WHAT TO WORK ON
Which lines in the entries below contain the word "positive"? Copy each of those lines in full.

*** Opening of PROVIDED MATERIAL ***

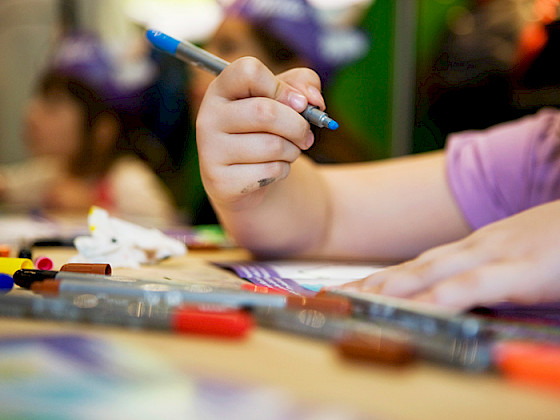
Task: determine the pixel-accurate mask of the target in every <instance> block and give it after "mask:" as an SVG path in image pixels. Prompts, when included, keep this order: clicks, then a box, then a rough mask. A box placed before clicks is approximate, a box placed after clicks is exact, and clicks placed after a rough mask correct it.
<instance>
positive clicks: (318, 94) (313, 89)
mask: <svg viewBox="0 0 560 420" xmlns="http://www.w3.org/2000/svg"><path fill="white" fill-rule="evenodd" d="M307 92H308V93H309V96H311V97H312V98H313V102H316V103H322V102H323V95H321V92H320V91H319V89H317V88H316V87H315V86H309V87H308V88H307Z"/></svg>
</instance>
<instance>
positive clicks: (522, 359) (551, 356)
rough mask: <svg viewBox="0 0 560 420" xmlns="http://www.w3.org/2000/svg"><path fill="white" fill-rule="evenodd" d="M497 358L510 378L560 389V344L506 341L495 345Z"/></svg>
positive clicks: (550, 387)
mask: <svg viewBox="0 0 560 420" xmlns="http://www.w3.org/2000/svg"><path fill="white" fill-rule="evenodd" d="M494 358H495V364H496V367H497V368H498V370H499V371H500V372H502V373H503V374H504V375H505V376H506V377H508V378H511V379H513V380H515V381H520V382H525V383H528V384H533V385H537V386H543V387H547V388H550V389H554V390H556V391H559V392H560V344H552V343H537V342H529V341H504V342H502V343H499V344H497V345H496V347H495V348H494Z"/></svg>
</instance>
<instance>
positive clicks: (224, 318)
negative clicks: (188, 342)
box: [171, 306, 254, 338]
mask: <svg viewBox="0 0 560 420" xmlns="http://www.w3.org/2000/svg"><path fill="white" fill-rule="evenodd" d="M171 325H172V328H173V330H175V331H178V332H184V333H191V334H193V333H194V334H202V335H212V336H219V337H231V338H234V337H238V338H240V337H244V336H245V335H247V333H248V332H249V331H250V330H251V329H252V328H253V325H254V321H253V318H252V317H251V315H249V314H248V313H247V312H245V311H241V310H236V309H228V308H224V309H223V310H217V309H213V310H210V311H207V310H204V309H201V308H199V307H195V306H180V307H178V308H177V310H176V311H175V312H174V313H173V315H172V318H171Z"/></svg>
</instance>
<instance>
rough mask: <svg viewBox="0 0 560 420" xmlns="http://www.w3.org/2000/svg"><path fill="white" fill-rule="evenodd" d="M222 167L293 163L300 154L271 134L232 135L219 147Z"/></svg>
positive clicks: (280, 137) (283, 140)
mask: <svg viewBox="0 0 560 420" xmlns="http://www.w3.org/2000/svg"><path fill="white" fill-rule="evenodd" d="M221 147H222V153H221V155H220V156H222V158H223V159H225V160H224V161H223V162H220V164H222V165H235V164H244V163H267V162H274V161H281V162H287V163H293V162H294V161H295V160H296V159H297V158H298V157H299V156H300V154H301V150H300V149H299V147H297V146H295V145H294V144H293V143H291V142H289V141H286V140H285V139H283V138H281V137H279V136H275V135H272V134H266V133H258V134H245V135H242V136H241V135H239V136H238V135H235V134H234V135H232V136H230V137H229V138H228V141H225V142H223V144H222V145H221Z"/></svg>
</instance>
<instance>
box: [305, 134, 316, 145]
mask: <svg viewBox="0 0 560 420" xmlns="http://www.w3.org/2000/svg"><path fill="white" fill-rule="evenodd" d="M314 142H315V136H314V135H313V131H311V130H309V134H308V135H307V141H306V142H305V147H307V148H308V149H309V148H310V147H311V146H313V143H314Z"/></svg>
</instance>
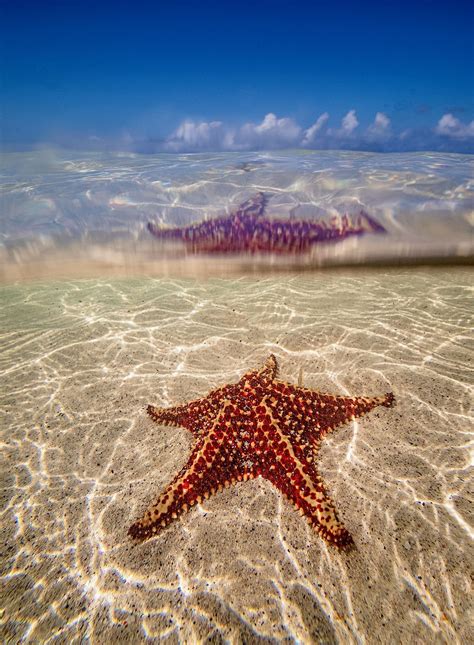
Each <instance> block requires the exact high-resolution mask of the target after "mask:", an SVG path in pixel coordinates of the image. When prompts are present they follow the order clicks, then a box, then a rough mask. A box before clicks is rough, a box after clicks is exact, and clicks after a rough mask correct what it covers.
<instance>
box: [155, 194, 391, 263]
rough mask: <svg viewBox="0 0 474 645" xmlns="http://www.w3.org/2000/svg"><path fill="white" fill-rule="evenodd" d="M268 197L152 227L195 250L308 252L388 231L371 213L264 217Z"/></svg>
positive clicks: (165, 238)
mask: <svg viewBox="0 0 474 645" xmlns="http://www.w3.org/2000/svg"><path fill="white" fill-rule="evenodd" d="M267 202H268V199H267V197H266V196H265V195H264V194H263V193H257V194H256V195H255V196H254V197H252V198H251V199H249V200H247V201H246V202H244V203H243V204H241V205H240V206H239V207H238V208H237V209H236V210H235V211H233V212H232V213H231V214H230V215H227V216H226V217H218V218H216V219H210V220H207V221H203V222H200V223H198V224H192V225H190V226H184V227H181V228H160V227H159V226H157V225H156V224H153V223H152V222H149V223H148V230H149V231H150V233H152V234H153V235H154V236H155V237H157V238H158V239H160V240H179V241H182V242H184V244H185V246H186V249H187V250H188V251H190V252H192V253H245V252H247V253H283V254H284V253H294V254H296V253H305V252H308V251H309V250H310V248H311V247H312V246H313V245H315V244H319V243H324V242H337V241H340V240H343V239H345V238H347V237H350V236H353V235H365V234H366V233H385V232H386V231H385V229H384V228H383V226H381V225H380V224H379V223H378V222H376V221H375V220H374V219H373V218H371V217H370V216H369V215H367V213H365V212H364V211H361V212H360V213H359V214H358V215H356V216H350V215H348V214H345V215H343V216H342V217H333V218H331V219H330V220H329V221H324V220H321V221H317V222H315V221H310V220H283V219H276V218H275V219H270V218H267V217H264V216H263V215H264V213H265V207H266V205H267Z"/></svg>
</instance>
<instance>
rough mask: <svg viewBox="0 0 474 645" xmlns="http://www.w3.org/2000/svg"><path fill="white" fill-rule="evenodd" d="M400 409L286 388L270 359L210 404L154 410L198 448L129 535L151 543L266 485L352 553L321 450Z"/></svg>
mask: <svg viewBox="0 0 474 645" xmlns="http://www.w3.org/2000/svg"><path fill="white" fill-rule="evenodd" d="M393 403H394V396H393V394H392V393H388V394H385V395H383V396H380V397H375V398H366V397H355V398H352V397H346V396H333V395H329V394H322V393H320V392H317V391H314V390H310V389H307V388H303V387H297V386H294V385H290V384H289V383H284V382H282V381H279V380H277V362H276V359H275V357H274V356H273V355H271V356H270V357H269V358H268V360H267V361H266V363H265V364H264V366H263V367H262V368H261V369H260V370H256V371H253V372H248V373H246V374H244V376H243V377H242V378H241V379H240V381H239V382H238V383H236V384H233V385H226V386H224V387H222V388H219V389H216V390H213V391H212V392H210V393H209V394H208V395H207V396H206V397H205V398H203V399H198V400H196V401H192V402H191V403H187V404H185V405H182V406H177V407H172V408H156V407H153V406H151V405H149V406H148V414H149V415H150V417H151V418H152V419H153V420H154V421H156V422H157V423H159V424H163V425H174V426H182V427H184V428H187V429H188V430H189V431H190V432H191V433H192V434H193V435H194V437H195V444H194V448H193V451H192V453H191V456H190V458H189V460H188V462H187V464H186V465H185V466H184V467H183V468H182V469H181V471H180V472H179V473H178V474H177V475H176V477H175V478H174V479H173V481H172V482H171V483H170V484H169V485H168V486H167V488H166V489H165V490H164V491H163V493H162V495H160V497H159V498H158V499H157V501H156V502H155V504H153V506H151V507H150V508H149V509H148V510H147V512H146V513H145V515H144V516H143V517H142V518H141V519H140V520H139V521H138V522H135V524H133V525H132V526H131V527H130V529H129V534H130V535H131V536H132V538H134V539H136V540H139V541H142V540H146V539H148V538H150V537H152V536H154V535H156V534H158V533H159V532H160V531H162V530H163V529H164V528H165V527H166V526H167V525H168V524H169V523H170V522H171V521H172V520H174V519H176V518H177V517H178V516H179V515H180V514H181V513H183V512H184V511H187V510H188V509H189V508H190V507H191V506H193V505H194V504H196V503H200V502H201V501H202V500H203V499H204V498H205V499H207V498H208V497H209V496H210V495H212V494H213V493H215V492H216V491H218V490H222V489H223V488H224V487H227V486H230V485H231V484H232V483H235V482H237V481H246V480H248V479H252V478H254V477H264V478H265V479H268V480H269V481H270V482H271V483H272V484H273V485H274V486H276V487H277V488H278V490H280V491H281V492H282V493H283V494H284V495H285V496H286V497H287V498H288V499H289V500H290V501H291V502H292V503H293V504H294V505H295V506H296V508H297V509H299V512H300V513H301V515H304V516H306V518H307V520H308V522H309V523H310V524H311V525H312V526H313V527H314V528H315V529H316V530H317V531H318V532H319V534H320V535H321V536H322V537H323V538H324V539H325V540H327V541H328V542H329V543H331V544H334V545H336V546H338V547H344V546H347V545H349V544H351V543H352V538H351V536H350V534H349V533H348V531H347V530H346V529H345V528H344V526H343V525H342V523H341V522H340V521H339V519H338V517H337V514H336V510H335V508H334V504H333V502H332V500H331V499H330V497H329V496H328V495H327V493H326V490H325V487H324V485H323V482H322V480H321V477H320V476H319V473H318V470H317V465H316V463H315V459H316V456H317V453H318V450H319V446H320V443H321V440H322V438H323V437H324V436H325V435H326V434H327V433H328V432H331V431H333V430H335V429H336V428H337V427H339V426H341V425H343V424H344V423H347V422H348V421H350V420H351V419H354V418H355V417H360V416H362V415H364V414H366V413H367V412H369V411H370V410H372V409H373V408H375V407H376V406H379V405H383V406H386V407H391V406H392V405H393Z"/></svg>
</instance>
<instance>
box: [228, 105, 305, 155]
mask: <svg viewBox="0 0 474 645" xmlns="http://www.w3.org/2000/svg"><path fill="white" fill-rule="evenodd" d="M300 138H301V128H300V126H299V125H298V124H297V123H296V122H295V121H294V120H293V119H290V118H288V117H284V118H282V119H279V118H278V117H277V116H276V115H275V114H273V112H269V113H268V114H267V115H266V116H265V117H264V119H263V121H262V122H261V123H259V124H255V123H245V124H244V125H243V126H242V127H241V128H240V129H239V131H238V132H237V133H236V136H235V142H234V144H235V148H236V149H250V148H282V147H285V146H291V145H298V144H299V143H300Z"/></svg>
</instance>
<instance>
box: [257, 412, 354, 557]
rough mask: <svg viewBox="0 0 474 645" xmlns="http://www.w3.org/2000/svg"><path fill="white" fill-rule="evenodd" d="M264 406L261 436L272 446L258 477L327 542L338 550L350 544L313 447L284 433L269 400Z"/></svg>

*** Close of PROVIDED MATERIAL ***

EXERCISE RESULT
positive clicks: (318, 94) (313, 89)
positive clicks: (522, 359) (551, 356)
positive clicks: (550, 387)
positive clicks: (224, 318)
positive clicks: (280, 137) (283, 140)
positive clicks: (165, 238)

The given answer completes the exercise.